■ Exercise ■
Rewrite the part of the Covid-19 support update that starts with the words containing "Covid-19 Support Update" and ends with "second SEISS grant.", putting "bulletins" in place of "updates".

■ Text under study ■
*** Begin section ***
Covid-19 Support Update (14 August)
Updated: Aug 18, 2020
I hope you're all having a good summer - I have purposefully held back on these updates so that you can concentrate on either returning to trade, and/or enjoying a break. There are a few updates that I now need to communicate, the most prevalent at this stage is the second SEISS grant.
This week HMRC are writing to self-employed people who may be eligible. The scheme will open for claims on 17th August and customers will have been given a date to make a claim. They can claim any time between their allocated date and the 19 October 2020.
The eligibility criteria for the second grant is exactly the same as the first grant – so self-employed people who were eligible for the first SEISS grant will be eligible for the second grant, so long as their business has been adversely affected since 14 July 2020. This typically means that their business has experienced lower income and / or higher costs because of coronavirus (COVID-19) since 14 July. There is no minimum threshold over which a business’s income, costs or activity need to have changed by, but clients will be asked to keep appropriate records as evidence of how their business has been adversely affected.
The second taxable grant is worth 70% of average monthly trading profits, a reduction from the 80% available under the first grant. This will be paid out in a single instalment and will be based on three months’ worth of trading profits and capped at a maximum of £6,570.
Self-employed parents whose income may have been affected if they took time out to have children will also now be able to claim if they meet the eligibility criteria. There’s more information for new parents, including an online form on GOV.UK
Job Retention Bonus
Employers will be able to claim a one-off payment of £1,000 for every employee they have previously received a grant for under the Coronavirus Job Retention Scheme (CJRS) and who remains continuously employed through to the end of January 2021.
To be eligible, the employee must have received earnings in November, December and January, and must have been paid an average of at least £520 per month, and a total of at least £1,560 across the three months.
As the employer, they will be able to claim the bonus after having filed PAYE information for January 2021, and the bonus will be paid from February 2021. More detailed guidance, including how employers can claim the bonus online will be available by the end of September.
*** End section ***
■ Record excerpts ■
*** Begin section ***
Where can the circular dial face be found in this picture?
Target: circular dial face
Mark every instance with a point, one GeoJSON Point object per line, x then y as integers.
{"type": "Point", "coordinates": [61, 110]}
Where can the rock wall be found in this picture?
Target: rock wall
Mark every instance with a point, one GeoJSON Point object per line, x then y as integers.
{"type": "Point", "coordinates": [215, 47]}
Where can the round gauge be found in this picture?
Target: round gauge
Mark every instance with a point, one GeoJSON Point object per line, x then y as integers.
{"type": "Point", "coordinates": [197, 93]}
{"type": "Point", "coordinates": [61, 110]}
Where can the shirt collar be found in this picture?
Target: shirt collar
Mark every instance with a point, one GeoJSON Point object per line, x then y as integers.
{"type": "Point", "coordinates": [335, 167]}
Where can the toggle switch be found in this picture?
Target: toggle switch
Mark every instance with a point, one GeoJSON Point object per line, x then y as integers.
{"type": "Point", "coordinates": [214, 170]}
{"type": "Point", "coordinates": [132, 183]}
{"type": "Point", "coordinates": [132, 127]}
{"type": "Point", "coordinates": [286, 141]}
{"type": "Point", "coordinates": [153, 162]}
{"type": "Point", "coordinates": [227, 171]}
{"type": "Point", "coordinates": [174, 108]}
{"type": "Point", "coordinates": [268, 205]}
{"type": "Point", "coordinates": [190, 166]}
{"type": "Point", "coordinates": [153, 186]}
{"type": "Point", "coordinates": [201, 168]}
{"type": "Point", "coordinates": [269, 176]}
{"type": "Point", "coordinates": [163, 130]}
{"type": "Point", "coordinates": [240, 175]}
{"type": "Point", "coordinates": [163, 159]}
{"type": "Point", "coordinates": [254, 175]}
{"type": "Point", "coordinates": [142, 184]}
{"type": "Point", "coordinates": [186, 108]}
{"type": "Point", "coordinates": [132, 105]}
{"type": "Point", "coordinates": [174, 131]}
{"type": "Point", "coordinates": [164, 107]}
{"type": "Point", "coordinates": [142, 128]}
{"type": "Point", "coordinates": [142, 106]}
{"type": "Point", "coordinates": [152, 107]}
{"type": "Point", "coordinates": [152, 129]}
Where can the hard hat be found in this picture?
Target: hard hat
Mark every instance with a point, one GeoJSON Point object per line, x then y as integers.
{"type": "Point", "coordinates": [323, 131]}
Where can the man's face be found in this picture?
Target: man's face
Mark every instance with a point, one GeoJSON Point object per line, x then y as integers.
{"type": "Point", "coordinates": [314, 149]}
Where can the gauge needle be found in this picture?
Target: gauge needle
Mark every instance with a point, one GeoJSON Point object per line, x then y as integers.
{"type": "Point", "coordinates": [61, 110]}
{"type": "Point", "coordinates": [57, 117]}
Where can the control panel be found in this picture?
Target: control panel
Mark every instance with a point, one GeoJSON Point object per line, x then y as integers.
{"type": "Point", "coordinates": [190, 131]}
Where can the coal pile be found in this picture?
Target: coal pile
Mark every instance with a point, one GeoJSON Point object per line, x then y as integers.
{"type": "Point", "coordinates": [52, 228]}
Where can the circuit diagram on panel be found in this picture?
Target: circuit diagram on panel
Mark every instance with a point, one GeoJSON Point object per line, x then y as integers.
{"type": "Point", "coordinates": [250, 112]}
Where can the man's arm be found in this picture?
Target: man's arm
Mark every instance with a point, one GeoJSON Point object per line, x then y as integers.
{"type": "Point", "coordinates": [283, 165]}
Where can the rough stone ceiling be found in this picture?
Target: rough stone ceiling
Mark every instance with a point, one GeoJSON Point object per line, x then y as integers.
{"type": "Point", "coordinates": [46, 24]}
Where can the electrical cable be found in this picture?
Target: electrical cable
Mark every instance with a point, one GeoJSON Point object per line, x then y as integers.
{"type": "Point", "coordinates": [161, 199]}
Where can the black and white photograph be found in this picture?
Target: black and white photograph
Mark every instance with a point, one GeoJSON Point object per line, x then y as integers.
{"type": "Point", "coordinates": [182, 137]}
*** End section ***
■ Task answer ■
Covid-19 Support Update (14 August)
Updated: Aug 18, 2020
I hope you're all having a good summer - I have purposefully held back on these bulletins so that you can concentrate on either returning to trade, and/or enjoying a break. There are a few bulletins that I now need to communicate, the most prevalent at this stage is the second SEISS grant.